### Task requirements
Gather every line in the entries below that contains the string "sign", copying each line in full. Treat uppercase and lowercase as different, so a line counts only if the letters match in case.

** Start Extracted entries **

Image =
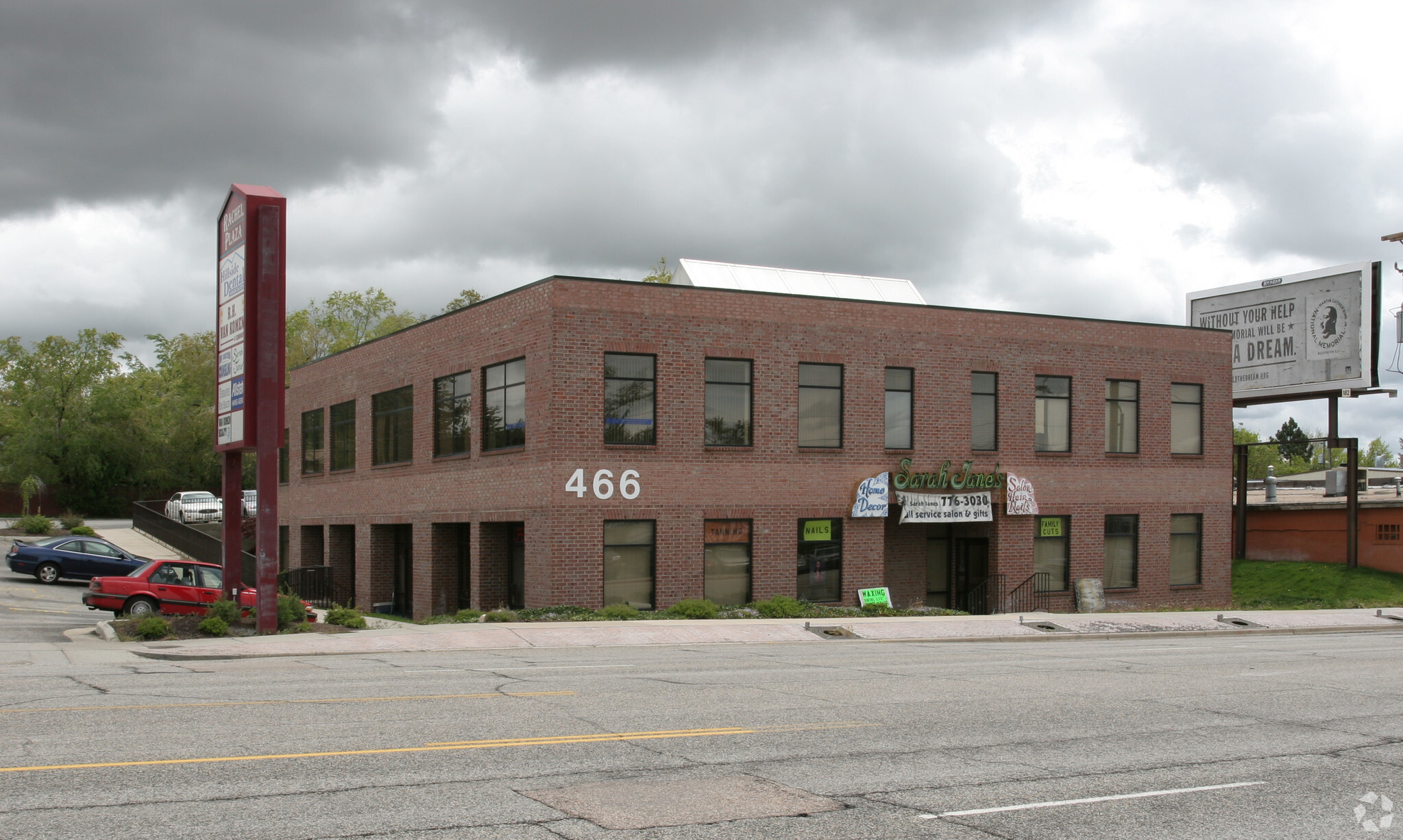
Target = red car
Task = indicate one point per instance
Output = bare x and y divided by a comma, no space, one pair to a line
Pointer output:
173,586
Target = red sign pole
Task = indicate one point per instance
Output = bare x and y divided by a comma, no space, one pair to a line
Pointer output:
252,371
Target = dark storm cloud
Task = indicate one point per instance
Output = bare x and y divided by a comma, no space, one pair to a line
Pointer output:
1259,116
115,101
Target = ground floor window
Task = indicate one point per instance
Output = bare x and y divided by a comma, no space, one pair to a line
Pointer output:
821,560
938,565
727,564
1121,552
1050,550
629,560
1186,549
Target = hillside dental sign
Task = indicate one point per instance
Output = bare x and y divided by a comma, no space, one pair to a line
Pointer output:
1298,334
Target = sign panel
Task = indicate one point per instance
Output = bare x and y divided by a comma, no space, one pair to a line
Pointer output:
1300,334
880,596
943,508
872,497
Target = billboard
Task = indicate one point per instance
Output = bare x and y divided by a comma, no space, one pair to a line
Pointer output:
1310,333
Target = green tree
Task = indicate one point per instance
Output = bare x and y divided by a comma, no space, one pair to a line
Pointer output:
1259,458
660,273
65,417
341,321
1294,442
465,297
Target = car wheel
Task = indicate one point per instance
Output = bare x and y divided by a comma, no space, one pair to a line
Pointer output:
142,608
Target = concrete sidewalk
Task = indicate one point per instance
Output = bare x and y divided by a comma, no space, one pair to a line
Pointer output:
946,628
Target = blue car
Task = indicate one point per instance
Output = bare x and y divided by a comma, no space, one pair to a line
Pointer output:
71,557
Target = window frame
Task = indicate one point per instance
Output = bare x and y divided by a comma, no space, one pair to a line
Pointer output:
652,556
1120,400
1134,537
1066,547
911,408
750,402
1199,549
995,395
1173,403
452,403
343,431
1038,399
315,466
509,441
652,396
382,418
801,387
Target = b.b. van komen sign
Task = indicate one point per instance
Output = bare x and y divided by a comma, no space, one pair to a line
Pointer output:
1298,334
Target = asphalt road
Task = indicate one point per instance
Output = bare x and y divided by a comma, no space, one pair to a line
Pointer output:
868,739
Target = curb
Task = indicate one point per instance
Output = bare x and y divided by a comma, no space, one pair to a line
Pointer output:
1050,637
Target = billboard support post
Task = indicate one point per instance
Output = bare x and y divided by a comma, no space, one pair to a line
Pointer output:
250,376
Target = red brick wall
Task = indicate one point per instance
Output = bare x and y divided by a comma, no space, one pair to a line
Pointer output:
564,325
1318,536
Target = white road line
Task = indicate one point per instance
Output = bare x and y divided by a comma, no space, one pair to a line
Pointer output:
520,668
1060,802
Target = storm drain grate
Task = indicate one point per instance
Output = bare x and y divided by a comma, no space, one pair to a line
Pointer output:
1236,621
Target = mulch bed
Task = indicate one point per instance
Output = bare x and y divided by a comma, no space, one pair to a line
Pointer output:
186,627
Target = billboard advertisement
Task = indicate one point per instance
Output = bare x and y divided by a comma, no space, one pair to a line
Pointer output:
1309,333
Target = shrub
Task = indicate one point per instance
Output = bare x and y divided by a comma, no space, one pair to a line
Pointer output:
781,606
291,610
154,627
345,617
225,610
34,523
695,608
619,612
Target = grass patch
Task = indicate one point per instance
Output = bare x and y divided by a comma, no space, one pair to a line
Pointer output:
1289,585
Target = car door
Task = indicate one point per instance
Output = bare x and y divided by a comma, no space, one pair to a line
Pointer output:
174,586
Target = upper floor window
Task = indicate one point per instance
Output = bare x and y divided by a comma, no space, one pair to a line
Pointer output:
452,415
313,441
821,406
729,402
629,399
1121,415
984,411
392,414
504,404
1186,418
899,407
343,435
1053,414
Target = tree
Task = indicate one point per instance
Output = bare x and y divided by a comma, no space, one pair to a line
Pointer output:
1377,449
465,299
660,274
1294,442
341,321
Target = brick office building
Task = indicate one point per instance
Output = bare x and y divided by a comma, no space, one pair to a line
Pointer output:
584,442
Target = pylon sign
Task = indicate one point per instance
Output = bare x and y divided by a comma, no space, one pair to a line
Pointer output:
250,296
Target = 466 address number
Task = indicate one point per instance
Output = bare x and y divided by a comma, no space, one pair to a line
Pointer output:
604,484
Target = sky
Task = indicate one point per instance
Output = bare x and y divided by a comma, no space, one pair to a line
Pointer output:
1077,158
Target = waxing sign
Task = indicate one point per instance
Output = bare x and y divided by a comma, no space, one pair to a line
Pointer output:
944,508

** End Extracted entries **
** Start Extracted entries **

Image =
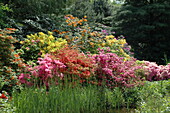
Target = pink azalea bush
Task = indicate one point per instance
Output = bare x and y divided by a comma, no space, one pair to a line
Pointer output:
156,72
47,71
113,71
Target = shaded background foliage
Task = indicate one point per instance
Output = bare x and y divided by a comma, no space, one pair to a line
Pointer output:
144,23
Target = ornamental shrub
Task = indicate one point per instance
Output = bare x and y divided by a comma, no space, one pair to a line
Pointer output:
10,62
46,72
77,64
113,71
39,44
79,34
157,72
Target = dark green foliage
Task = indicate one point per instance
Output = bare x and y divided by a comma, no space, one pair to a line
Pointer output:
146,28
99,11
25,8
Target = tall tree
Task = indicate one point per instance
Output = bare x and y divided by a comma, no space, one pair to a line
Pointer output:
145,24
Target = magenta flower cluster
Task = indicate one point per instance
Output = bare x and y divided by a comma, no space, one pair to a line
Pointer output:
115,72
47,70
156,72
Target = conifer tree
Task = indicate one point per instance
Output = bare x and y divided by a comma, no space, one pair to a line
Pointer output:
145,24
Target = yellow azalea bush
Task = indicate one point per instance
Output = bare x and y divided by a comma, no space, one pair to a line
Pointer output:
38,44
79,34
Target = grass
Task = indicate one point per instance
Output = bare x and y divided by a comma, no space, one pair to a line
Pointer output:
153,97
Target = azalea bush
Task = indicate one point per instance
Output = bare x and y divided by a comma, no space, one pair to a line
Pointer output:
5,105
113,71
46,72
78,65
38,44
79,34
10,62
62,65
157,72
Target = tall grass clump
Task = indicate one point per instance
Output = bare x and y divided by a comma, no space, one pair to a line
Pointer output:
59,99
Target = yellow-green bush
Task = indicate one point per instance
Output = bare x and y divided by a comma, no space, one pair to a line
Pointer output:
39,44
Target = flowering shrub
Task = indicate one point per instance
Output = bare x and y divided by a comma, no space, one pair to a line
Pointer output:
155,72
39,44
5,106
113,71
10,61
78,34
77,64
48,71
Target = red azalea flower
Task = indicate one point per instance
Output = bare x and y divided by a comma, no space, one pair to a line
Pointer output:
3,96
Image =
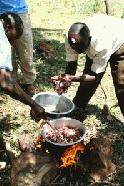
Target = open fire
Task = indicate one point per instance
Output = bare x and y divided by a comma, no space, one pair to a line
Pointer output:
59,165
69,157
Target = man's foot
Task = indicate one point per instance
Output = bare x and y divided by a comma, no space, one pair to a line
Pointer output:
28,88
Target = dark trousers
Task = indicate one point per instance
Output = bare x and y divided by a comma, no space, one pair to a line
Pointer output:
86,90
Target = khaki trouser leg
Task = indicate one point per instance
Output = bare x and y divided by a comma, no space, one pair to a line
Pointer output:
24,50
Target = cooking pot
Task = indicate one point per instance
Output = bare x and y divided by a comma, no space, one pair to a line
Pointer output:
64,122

** End Extracted entries **

### Task response
Target = red sign pole
Target = hillside dental sign
Target = sign panel
Target = b.b. van komen sign
Target = pylon sign
Target = waxing sign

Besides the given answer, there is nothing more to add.